### [Items listed in a dataset]
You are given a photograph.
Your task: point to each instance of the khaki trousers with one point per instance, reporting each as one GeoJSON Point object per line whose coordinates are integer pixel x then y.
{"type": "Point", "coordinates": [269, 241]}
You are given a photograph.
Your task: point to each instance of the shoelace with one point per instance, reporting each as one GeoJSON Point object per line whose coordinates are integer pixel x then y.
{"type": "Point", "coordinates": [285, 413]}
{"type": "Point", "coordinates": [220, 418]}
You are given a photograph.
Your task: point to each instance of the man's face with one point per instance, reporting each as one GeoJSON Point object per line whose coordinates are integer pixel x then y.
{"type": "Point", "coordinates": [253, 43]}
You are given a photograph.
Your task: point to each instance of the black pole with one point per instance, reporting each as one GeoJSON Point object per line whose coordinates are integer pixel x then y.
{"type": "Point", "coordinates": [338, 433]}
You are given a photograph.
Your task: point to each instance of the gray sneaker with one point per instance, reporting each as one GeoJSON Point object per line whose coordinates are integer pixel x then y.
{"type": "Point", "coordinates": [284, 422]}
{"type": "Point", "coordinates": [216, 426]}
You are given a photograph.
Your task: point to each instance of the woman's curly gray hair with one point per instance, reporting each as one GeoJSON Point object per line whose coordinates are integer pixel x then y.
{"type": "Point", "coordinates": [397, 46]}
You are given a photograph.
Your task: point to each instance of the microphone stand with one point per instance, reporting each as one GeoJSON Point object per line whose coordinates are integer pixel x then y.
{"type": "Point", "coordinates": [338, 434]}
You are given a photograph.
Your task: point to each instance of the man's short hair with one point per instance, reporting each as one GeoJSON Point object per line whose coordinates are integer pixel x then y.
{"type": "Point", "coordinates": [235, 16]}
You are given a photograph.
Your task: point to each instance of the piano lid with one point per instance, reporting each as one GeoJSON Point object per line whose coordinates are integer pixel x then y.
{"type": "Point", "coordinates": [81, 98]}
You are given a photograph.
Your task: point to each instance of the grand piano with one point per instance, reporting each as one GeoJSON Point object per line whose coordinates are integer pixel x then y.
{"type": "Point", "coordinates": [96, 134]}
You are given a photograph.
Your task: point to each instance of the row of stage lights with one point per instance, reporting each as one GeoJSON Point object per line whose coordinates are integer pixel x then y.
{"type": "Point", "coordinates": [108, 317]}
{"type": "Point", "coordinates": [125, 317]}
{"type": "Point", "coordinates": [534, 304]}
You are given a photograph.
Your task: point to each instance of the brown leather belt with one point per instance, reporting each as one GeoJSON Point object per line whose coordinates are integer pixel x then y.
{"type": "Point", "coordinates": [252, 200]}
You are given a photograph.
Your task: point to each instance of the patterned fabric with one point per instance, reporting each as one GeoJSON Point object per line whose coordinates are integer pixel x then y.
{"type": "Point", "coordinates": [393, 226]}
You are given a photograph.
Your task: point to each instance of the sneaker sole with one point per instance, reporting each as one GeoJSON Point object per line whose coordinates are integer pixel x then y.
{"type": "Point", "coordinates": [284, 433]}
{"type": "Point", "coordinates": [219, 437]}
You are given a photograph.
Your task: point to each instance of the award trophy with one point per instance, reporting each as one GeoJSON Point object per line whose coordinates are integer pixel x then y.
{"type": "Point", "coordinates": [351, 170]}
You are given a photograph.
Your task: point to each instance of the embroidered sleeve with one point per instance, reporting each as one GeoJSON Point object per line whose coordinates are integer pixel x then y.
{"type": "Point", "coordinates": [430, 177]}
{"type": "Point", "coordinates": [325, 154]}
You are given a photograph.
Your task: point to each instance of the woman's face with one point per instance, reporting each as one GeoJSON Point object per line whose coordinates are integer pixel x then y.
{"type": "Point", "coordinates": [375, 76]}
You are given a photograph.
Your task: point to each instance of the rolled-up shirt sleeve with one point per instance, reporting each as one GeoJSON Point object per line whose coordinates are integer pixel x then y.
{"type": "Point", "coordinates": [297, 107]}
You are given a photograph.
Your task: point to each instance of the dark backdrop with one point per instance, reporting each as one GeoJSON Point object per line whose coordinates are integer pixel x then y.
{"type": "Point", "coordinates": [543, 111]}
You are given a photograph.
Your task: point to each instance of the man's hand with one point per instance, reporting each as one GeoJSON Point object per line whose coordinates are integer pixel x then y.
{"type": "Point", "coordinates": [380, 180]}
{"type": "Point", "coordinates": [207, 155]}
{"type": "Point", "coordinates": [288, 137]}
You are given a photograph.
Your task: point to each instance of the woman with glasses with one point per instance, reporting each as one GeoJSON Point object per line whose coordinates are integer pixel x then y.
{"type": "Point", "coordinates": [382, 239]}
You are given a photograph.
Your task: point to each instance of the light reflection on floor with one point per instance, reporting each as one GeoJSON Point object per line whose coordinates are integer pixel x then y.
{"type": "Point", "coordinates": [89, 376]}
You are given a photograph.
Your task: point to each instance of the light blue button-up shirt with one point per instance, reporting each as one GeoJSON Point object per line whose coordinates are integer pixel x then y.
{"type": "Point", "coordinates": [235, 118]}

### [Job]
Extract the complete set of records unchanged.

### [Right answer]
You are given a photograph.
Your task: point to each instance of the khaki trousers with one point per instance, reporting each as one GeoJSON Point object per line whose coordinates are integer pixel x then y.
{"type": "Point", "coordinates": [269, 241]}
You are given a photograph.
Your task: point to each instance of the shoelace with one point per instance, reporting each as one GeoJSON Point object per line whose coordinates are integer pixel x then y.
{"type": "Point", "coordinates": [285, 413]}
{"type": "Point", "coordinates": [220, 418]}
You are given a photograph.
Your task: point to each instance of the man's face with one point per instance, reporting each as one GeoJSON Point object per line whose coordinates are integer pixel x then y.
{"type": "Point", "coordinates": [253, 43]}
You are given a photograph.
Your task: point to each instance of the black pole with one point per instance, reporting each as one GeoJSON Point object per line whose coordinates are integer pixel x then y.
{"type": "Point", "coordinates": [338, 433]}
You are given a photograph.
Your task: point to each instance of the gray sneaker with one point per instance, reporting each as one GeoJSON Point object per line whose coordinates are integer pixel x then y.
{"type": "Point", "coordinates": [284, 422]}
{"type": "Point", "coordinates": [216, 426]}
You are given a photograph.
Your task: point to each instance of the woman's curly gray hair with one point per instance, reporting each as one GeoJSON Point object per line whose coordinates are integer pixel x then y.
{"type": "Point", "coordinates": [397, 46]}
You are given a photograph.
Your task: point to each instance of the microphone stand with one point per instance, reporting each as one GeoJSON Point object per line whose coordinates are integer pixel x then y.
{"type": "Point", "coordinates": [338, 434]}
You are given a photograph.
Your task: point to each instance of the man's short hair with one point per instance, reporting each as one GeoJSON Point object per line whose coordinates are integer pixel x then y.
{"type": "Point", "coordinates": [235, 16]}
You are given a photograph.
Your task: point to each instance of the piano lid with one point per instance, reporting each as one GeoJSON Point object per line whose coordinates are integer pixel x then y.
{"type": "Point", "coordinates": [81, 98]}
You are given a photograph.
Your task: point to each instance of the grand piano with one point per instance, reporting each as one GeoJSON Point object per line whose coordinates are integer pixel x then y.
{"type": "Point", "coordinates": [96, 134]}
You are given a photograph.
Your task: point to each instance of the row of stage lights with one point per instance, reporting each as one GeoJSON Point object per line whose coordinates are integer pixel x then y.
{"type": "Point", "coordinates": [108, 317]}
{"type": "Point", "coordinates": [125, 317]}
{"type": "Point", "coordinates": [534, 304]}
You are given a photograph.
Your task: point to each instance of the brown leather belt with one point per instance, reporting each as one GeoJSON Point object per line whose coordinates are integer pixel x then y.
{"type": "Point", "coordinates": [252, 200]}
You are given a photograph.
Your task: point to each instance of the patterned fabric with one point per instance, reporting each as one GeoJSON Point object per line whose coordinates are integer pixel x then y.
{"type": "Point", "coordinates": [393, 226]}
You are given a photograph.
Your task: point to each instance of the sneaker sole with one point per instance, reporting each as one GeoJSON Point object per line whose coordinates are integer pixel x then y.
{"type": "Point", "coordinates": [284, 433]}
{"type": "Point", "coordinates": [219, 437]}
You are given a photograph.
Your task: point to each instance of the award trophy with one point per instance, reporting each as one GeoJSON Point object per line whose coordinates are integer pixel x then y.
{"type": "Point", "coordinates": [351, 170]}
You are given a photograph.
Your task: point to each instance of the embroidered sleeve with one point per instance, reporting each as one GeoJSON Point object per line whose coordinates are integer pixel x then y.
{"type": "Point", "coordinates": [430, 177]}
{"type": "Point", "coordinates": [325, 154]}
You are given a photograph.
Your task: point to each instance of the woman's face with one point per instance, reporting each as one GeoJSON Point object per line whose coordinates are integer pixel x then y.
{"type": "Point", "coordinates": [375, 76]}
You are given a photograph.
Your task: point to each instance of the rolled-up shirt sleeve with one point per instance, reporting each as one GeoJSON Point object per line whose coordinates are integer pixel x then y.
{"type": "Point", "coordinates": [297, 107]}
You are given a photograph.
Your task: point to each instance of the dark backdrop with one point per instance, reporting each as one GeoJSON Point object per line whose coordinates are integer pixel x then y.
{"type": "Point", "coordinates": [543, 111]}
You are given a photograph.
Your task: point to each instance of the man's hand with one point per instance, reporting each as one GeoJSON Point object per line whose coordinates are integer pixel x then y.
{"type": "Point", "coordinates": [380, 180]}
{"type": "Point", "coordinates": [207, 155]}
{"type": "Point", "coordinates": [288, 137]}
You are given a photograph.
Your task: point to each instance of the woman with glasses with one point per instance, reporting each as one GeoJSON Point object per line whose coordinates are integer pixel x then y.
{"type": "Point", "coordinates": [382, 239]}
You are given a photograph.
Your task: point to each instance of the light reflection on floor with one point per instance, reporting each as one GeoJSON Point object per line whose coordinates are integer pixel x then y.
{"type": "Point", "coordinates": [89, 376]}
You are given a photograph.
Your task: point to each instance of the light blue button-up shirt with one point per instance, reporting each as one GeoJSON Point object per line whose coordinates are integer pixel x then y.
{"type": "Point", "coordinates": [235, 118]}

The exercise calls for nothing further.